→ **WHAT IS NEEDED**:
Format the listing below as a two-column CSV with the header text,answer. Give one row for each text together with the answer that follows it, with every field in double quotes and every line break turned into a space.

→ **ROWS**:
== == ==
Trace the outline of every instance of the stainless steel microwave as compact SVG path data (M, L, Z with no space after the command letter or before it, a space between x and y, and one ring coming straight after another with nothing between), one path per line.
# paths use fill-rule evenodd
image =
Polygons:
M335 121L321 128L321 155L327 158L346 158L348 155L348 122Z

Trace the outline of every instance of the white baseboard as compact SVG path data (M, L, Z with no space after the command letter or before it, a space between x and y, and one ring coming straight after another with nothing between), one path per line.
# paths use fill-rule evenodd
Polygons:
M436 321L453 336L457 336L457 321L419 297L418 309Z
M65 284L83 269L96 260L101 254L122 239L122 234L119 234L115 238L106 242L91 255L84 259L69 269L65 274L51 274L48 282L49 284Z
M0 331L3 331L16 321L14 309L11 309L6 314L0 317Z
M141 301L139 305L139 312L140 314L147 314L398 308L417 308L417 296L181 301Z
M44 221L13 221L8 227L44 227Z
== == ==
→ **RESULT FOR THIS TASK**:
text,answer
"Trace the outline of every instance of the stainless steel microwave as compact SVG path data (M, L, Z with no space after the command letter or before it, a space between x and y, and one ring coming straight after another with nothing between), one path per line. # paths use fill-rule evenodd image = Polygons:","M335 121L321 128L321 155L327 158L346 158L348 155L348 122Z"
"Trace the outline of every instance of the white baseboard as compact SVG path data (M, L, Z with no space after the command letter or before it, a space between x and y, and one ring coming straight after another with nothing between), one path per line. # paths use fill-rule evenodd Polygons:","M436 321L453 336L457 336L457 321L419 297L418 309Z M65 284L83 269L96 260L101 254L122 239L122 234L119 234L115 238L106 242L91 255L84 259L69 269L65 274L51 274L48 282L49 284Z M0 331L3 331L16 321L14 309L11 309L6 314L0 317Z M141 301L139 305L139 312L140 314L147 314L398 308L417 308L417 296L181 301Z M44 221L13 221L8 227L44 227Z"